• [TASKS]
a - According to the article on Georgetown's facilities workers, who took office on Dec. 1?
b - Rewrite part of the article on Georgetown's facilities workers, starting at the words "The trade-based system" and ending after "and building infrastructure.", and change "hamper" to "hinder".

• [PAGE TEXT]
During this transition, Robin Morey served as the vice president of planning and facilities management. Morey left in July 2018, and Simmons filled the role until Benjamin Kuo took office Dec. 1.
As facilities transitioned to trade-based delegation, however, workers felt a significant shift in their roles without preparation or support.
For example, the trade-based structure placed Sam — a general building maintenance worker before the switch — in the plumbing skill shop, without the training or wage increase associated with skill specialization. A skill shop is a department within facilities that includes workers to reflect their area of expertise.
“As a building maintenance worker, you’re not allowed to be in a skilled shop,” Sam said. “You need a certain certificate in order to do it. Before they changed it around, if I would’ve wanted to go to that skill shop, I would have to go to school and get trained. They just moved us and put us in the skilled shop with no training, no nothing. It’s a safety issue.”
Yet the building workers forced into skill shops have not received the pay of certified technicians, according to Leo.
“I feel sorry for the guys,” Leo said. “I’m in the [air conditioning] classification, I get paid as an AC technician. But, the guys in the lower level are doing the AC job, but they are not getting paid for it as AC workers.”
Georgetown, however, says it “remains committed to ensuring staff are equipped with the resources, training and tools needed to support their respective teams,” Simmons wrote.
In the previous, zone-based system, building maintenance workers were responsible for maintaining either an academic or residential building. Now, workers have to cross campus to fulfill tasks in multiple buildings, according to Sam.
“When they put us in skilled shops and took us out of zones, now every worker has to go work academic and residential,” Sam said.
Georgetown’s new system, combined with understaffing, has exacerbated the burden on workers to complete work orders in a timely manner, according to Leo.
“They overload us with more work,” Leo said. “That affects us, because when they centralize everything, now we have to run from building to building.”
The office currently employs 21 workers, and the administration is actively trying to fill three vacancies within the shop, according to a university representative.
Leo, however, claims there were 30 AC technicians before Morey took over facilities in 2012. Currently, 12 or 13 workers are classified in the AC realm, according to Leo.
“A couple of them are very old guys, so we don’t count on them — they barely move around,” he said. “People have died, people have retired — and they have never hired people again.”
The trade-based system and understaffing not only affect the workers but also hamper maintenance work vital to campus equipment, students and building infrastructure.
“With the small amount of personnel, the AC equipment at Georgetown is not well-maintained,” Leo said. “A few months ago, I got sick, and I was out for two weeks. Nobody did my tickets. There was a student in Village B without cooling for almost three months — nobody came over.”
An Outlet for Help?
Leo and Sam both suggested the university’s institutional support systems were apathetic to their work-related grievances about hostile management.
“I want students to know about the discrimination, the retaliation and the bullying from that management team,” Sam said. “That’s a constant thing. If you talk to a lot of workers now, there are a lot of workers who have been here and have enjoyed their job and loved coming to work — don’t want to come to work anymore.”
Workers are able to file an official complaint or seek help through institutional resources such as human resources, the Office of Institutional Diversity, Equity and Affirmative Action, or the 1199SEIU labor union.
Within HR, workers must fill out a grievance form and work with Roberta Kelley Paul, university director for employee relations and engagement, for next steps.
Paul, however, does not adequately follow through on workers’ grievances, according to Sam.

• [STORED DATA]
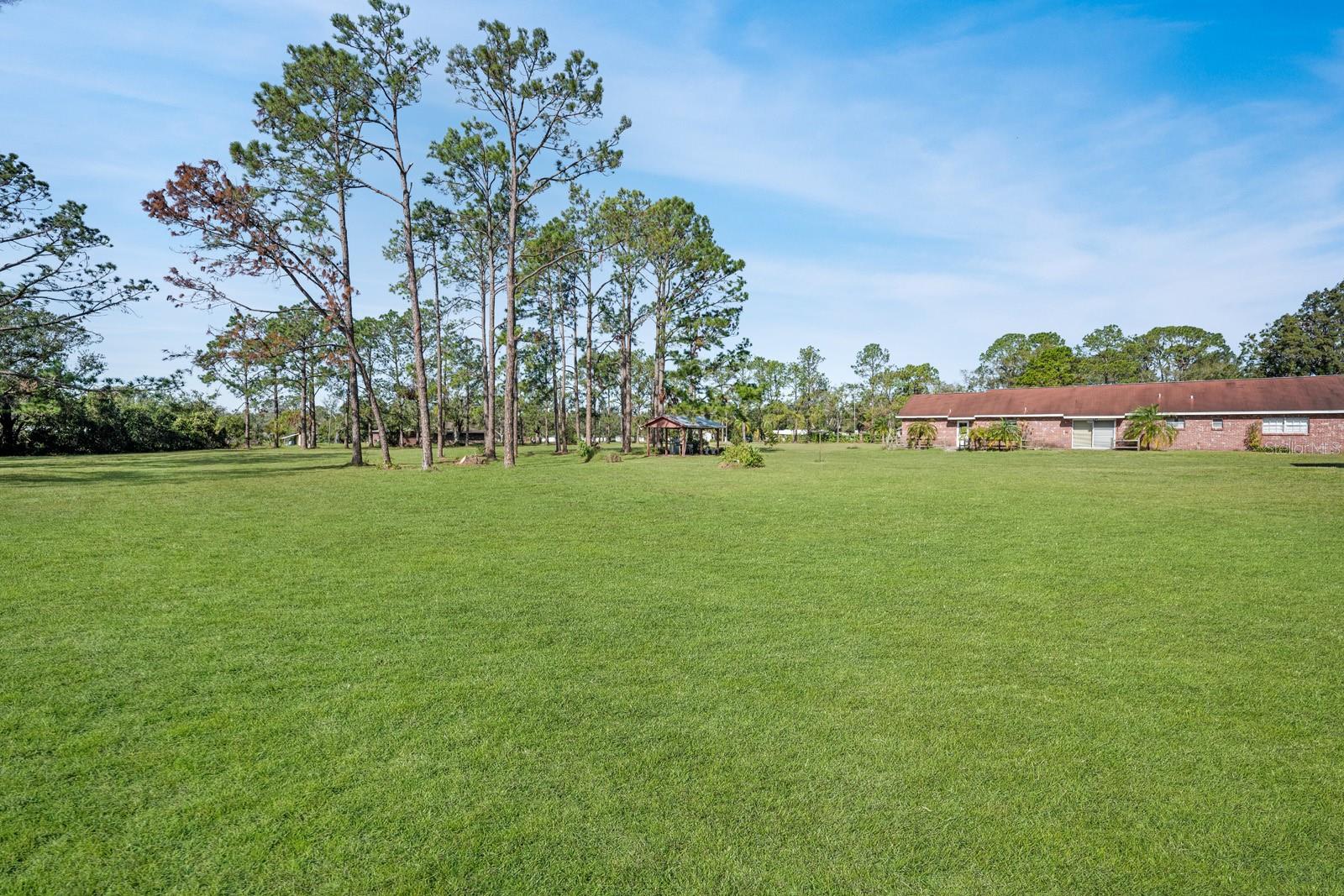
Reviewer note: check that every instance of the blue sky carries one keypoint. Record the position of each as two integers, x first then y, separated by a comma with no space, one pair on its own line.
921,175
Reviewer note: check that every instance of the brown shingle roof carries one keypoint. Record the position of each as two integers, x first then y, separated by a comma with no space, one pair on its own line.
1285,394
...
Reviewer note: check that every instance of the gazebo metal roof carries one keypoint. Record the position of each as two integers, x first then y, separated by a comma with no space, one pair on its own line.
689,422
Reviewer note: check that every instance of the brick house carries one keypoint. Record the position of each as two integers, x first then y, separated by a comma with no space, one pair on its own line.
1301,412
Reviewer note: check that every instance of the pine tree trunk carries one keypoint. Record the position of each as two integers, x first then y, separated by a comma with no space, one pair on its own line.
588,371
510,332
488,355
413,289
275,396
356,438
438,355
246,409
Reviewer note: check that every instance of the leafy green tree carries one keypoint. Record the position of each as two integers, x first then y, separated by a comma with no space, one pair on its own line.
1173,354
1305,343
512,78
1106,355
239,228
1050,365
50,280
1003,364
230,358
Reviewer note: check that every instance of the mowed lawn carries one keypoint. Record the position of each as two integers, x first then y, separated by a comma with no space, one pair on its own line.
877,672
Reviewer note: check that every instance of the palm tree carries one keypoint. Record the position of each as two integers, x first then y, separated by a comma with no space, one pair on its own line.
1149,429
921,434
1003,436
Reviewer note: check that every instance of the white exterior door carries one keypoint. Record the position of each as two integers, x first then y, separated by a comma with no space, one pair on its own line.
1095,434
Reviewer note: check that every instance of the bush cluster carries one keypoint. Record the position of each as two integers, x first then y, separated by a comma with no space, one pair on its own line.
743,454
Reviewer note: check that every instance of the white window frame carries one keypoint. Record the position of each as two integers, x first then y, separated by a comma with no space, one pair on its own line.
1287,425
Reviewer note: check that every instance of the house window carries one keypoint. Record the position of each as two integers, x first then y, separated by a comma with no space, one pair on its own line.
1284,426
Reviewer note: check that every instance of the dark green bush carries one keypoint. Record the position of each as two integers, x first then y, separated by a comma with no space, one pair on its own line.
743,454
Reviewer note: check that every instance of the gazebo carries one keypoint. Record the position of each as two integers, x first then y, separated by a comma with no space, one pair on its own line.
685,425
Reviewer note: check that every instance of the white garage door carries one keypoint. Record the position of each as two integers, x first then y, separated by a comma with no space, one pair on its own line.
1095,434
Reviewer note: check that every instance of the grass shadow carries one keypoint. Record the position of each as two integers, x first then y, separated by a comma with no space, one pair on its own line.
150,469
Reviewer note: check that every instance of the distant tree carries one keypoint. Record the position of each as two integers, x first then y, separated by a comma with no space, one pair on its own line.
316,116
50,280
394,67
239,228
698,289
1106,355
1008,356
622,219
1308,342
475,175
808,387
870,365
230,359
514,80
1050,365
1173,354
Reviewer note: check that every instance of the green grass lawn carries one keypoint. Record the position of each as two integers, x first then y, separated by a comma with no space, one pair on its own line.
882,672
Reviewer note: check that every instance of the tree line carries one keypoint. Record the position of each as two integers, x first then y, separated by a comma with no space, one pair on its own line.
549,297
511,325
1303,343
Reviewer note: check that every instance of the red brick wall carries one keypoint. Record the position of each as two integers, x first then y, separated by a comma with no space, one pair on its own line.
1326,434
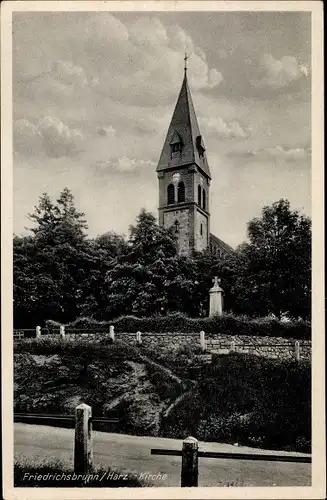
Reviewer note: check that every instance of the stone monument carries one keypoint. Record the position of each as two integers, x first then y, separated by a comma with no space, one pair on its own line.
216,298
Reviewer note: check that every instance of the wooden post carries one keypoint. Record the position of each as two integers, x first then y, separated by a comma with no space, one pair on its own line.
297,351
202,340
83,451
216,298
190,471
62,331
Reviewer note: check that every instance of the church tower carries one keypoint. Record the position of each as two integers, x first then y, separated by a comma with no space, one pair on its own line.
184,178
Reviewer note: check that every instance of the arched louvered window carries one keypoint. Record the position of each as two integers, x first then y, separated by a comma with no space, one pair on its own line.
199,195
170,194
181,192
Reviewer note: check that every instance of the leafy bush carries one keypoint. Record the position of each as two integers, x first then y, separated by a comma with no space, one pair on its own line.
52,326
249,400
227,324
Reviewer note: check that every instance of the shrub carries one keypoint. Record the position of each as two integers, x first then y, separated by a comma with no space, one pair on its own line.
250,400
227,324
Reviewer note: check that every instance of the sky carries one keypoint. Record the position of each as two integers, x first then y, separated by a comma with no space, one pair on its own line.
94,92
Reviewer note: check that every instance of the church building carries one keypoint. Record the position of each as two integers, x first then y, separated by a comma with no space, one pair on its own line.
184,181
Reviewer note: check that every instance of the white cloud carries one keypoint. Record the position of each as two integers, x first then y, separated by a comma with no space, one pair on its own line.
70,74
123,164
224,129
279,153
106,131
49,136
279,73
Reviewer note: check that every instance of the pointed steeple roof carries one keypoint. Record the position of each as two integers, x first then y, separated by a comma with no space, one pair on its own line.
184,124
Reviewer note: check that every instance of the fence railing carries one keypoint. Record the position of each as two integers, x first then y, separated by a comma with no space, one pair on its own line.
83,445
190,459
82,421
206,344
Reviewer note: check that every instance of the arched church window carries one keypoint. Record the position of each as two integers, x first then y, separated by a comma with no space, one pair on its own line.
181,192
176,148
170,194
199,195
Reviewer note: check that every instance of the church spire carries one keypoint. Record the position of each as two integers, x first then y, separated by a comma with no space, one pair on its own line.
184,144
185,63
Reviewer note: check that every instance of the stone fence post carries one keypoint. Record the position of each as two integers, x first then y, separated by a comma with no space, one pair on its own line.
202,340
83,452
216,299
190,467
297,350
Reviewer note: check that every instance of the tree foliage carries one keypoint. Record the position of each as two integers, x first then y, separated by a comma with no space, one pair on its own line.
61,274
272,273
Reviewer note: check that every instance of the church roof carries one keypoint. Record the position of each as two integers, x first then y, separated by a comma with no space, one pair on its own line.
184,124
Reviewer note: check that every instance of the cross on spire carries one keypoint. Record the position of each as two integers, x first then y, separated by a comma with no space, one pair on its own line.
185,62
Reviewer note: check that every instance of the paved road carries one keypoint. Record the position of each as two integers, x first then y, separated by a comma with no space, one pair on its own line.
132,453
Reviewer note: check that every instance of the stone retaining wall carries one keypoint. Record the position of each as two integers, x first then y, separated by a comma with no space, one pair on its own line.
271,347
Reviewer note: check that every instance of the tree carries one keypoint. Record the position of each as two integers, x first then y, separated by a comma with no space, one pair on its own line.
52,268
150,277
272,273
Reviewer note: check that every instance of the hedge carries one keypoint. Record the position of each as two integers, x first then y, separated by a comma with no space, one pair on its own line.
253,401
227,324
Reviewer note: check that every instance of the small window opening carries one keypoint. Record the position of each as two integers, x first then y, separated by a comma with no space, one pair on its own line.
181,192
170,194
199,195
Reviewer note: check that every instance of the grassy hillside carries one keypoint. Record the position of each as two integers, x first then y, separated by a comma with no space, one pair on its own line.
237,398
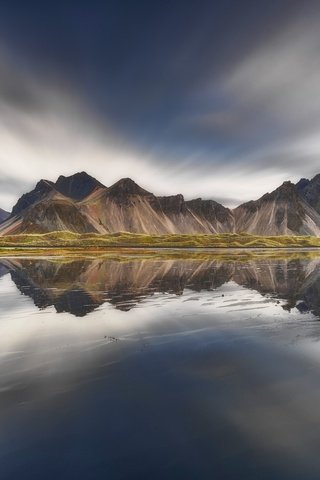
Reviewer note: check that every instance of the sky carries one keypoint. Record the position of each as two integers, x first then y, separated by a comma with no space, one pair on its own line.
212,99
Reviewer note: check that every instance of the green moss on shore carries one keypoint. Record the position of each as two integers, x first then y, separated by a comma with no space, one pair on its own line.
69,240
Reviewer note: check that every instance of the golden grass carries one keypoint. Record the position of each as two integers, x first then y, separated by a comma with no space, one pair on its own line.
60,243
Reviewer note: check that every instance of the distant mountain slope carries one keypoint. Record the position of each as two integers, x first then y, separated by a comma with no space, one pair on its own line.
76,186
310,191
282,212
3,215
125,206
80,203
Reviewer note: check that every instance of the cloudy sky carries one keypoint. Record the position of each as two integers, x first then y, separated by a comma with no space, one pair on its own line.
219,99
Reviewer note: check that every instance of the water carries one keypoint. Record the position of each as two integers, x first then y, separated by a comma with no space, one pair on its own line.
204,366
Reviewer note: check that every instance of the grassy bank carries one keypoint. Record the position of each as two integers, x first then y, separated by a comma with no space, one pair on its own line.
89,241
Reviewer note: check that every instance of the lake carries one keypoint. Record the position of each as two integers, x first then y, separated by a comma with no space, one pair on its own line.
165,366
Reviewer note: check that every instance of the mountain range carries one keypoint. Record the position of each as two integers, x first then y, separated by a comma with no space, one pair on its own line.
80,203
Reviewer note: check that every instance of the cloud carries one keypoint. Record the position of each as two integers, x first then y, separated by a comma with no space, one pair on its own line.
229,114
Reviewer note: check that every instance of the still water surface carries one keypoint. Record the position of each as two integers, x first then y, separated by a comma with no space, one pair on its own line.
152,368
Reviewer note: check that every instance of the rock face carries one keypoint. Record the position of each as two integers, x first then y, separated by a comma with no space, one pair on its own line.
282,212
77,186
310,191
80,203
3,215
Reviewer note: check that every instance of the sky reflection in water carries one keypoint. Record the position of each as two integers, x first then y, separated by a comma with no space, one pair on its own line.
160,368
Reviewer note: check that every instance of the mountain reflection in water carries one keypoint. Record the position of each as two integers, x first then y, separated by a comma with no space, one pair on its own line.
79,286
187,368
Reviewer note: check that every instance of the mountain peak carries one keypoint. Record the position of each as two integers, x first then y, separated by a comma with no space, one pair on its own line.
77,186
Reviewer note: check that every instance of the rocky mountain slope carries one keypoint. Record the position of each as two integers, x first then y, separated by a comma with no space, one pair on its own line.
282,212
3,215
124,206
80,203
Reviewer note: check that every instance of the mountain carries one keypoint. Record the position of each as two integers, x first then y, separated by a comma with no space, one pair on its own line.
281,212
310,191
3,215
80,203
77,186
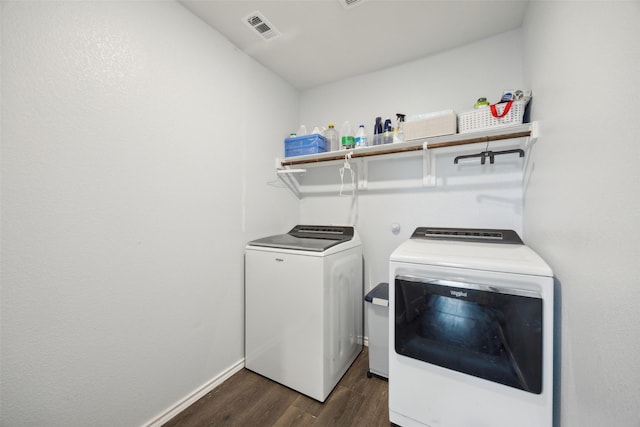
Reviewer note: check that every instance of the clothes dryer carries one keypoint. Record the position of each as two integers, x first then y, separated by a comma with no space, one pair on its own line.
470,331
--
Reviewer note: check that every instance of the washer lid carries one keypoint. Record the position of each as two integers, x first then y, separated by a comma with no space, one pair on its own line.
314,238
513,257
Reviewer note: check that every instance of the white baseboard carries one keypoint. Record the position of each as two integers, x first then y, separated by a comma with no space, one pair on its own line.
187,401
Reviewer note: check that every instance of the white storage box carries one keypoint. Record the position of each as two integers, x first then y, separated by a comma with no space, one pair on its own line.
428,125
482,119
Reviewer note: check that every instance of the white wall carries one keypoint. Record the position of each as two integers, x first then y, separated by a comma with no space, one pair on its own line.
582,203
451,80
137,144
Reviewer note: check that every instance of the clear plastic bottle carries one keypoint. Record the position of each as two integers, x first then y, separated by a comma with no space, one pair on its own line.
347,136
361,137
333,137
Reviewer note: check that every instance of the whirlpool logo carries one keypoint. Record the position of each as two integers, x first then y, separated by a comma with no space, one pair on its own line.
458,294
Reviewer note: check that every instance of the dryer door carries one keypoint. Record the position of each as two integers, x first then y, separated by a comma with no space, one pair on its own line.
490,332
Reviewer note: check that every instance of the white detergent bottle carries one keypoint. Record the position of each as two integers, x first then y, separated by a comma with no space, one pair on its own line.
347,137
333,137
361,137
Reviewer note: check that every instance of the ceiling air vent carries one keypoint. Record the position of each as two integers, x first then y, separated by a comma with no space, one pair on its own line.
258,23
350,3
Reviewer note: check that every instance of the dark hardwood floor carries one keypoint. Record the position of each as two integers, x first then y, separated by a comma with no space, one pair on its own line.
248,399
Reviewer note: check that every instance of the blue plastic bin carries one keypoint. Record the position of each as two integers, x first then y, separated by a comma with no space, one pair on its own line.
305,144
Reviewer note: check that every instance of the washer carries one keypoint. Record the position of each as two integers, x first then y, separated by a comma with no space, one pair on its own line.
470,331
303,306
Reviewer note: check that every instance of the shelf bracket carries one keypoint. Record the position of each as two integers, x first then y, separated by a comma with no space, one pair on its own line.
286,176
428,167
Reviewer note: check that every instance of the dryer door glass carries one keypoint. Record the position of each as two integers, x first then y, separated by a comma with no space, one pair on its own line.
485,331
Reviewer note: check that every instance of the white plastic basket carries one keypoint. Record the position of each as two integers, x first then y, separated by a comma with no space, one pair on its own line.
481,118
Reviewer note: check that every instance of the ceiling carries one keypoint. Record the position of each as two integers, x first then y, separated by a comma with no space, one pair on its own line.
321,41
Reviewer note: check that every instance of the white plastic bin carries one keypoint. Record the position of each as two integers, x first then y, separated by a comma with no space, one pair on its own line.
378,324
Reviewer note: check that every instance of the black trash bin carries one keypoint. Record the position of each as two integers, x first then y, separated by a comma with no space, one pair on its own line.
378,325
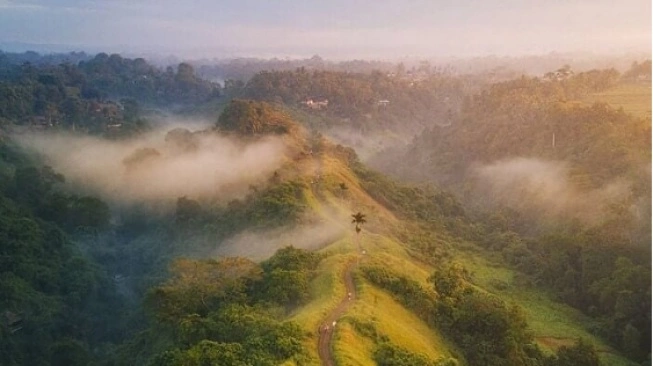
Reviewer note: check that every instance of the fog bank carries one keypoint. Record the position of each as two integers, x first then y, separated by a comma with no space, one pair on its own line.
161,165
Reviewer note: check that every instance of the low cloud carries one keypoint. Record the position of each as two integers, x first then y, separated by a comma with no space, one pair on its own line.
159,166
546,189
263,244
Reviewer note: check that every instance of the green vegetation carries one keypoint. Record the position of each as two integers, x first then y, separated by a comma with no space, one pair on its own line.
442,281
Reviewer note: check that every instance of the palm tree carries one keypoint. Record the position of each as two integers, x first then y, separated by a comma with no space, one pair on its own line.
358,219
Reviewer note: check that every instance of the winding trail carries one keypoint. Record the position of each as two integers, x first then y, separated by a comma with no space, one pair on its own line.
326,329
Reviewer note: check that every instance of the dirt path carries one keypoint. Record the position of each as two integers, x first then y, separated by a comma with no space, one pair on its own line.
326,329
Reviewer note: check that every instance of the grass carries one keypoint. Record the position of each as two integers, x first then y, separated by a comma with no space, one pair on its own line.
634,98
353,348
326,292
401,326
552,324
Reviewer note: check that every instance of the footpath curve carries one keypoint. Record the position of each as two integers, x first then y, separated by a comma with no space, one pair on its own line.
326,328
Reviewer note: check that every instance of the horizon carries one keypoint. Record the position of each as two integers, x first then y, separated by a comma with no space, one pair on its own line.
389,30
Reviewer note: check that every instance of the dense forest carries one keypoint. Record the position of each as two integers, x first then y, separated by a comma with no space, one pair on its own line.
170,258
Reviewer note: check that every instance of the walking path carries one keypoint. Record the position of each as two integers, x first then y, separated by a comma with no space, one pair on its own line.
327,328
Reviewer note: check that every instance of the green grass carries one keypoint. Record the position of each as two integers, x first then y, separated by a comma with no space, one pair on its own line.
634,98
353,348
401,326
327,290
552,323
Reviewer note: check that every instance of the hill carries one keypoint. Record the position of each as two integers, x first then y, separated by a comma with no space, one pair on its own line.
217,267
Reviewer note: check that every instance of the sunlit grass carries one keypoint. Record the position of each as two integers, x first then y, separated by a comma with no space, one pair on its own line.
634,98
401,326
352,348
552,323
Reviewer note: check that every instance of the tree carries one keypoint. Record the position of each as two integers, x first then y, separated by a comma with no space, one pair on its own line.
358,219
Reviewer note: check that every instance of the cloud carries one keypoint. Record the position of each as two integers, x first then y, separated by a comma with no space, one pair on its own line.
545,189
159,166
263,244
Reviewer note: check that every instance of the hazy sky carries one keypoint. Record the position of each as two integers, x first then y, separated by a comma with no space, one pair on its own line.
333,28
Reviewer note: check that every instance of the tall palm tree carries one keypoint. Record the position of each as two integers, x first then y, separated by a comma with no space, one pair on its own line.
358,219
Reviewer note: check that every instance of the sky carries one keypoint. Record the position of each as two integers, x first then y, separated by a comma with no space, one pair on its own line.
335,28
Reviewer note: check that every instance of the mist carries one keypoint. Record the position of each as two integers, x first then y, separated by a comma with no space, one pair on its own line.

• [EXERCISE RESULTS]
a - Benjamin Kuo

b -
The trade-based system and understaffing not only affect the workers but also hinder maintenance work vital to campus equipment, students and building infrastructure.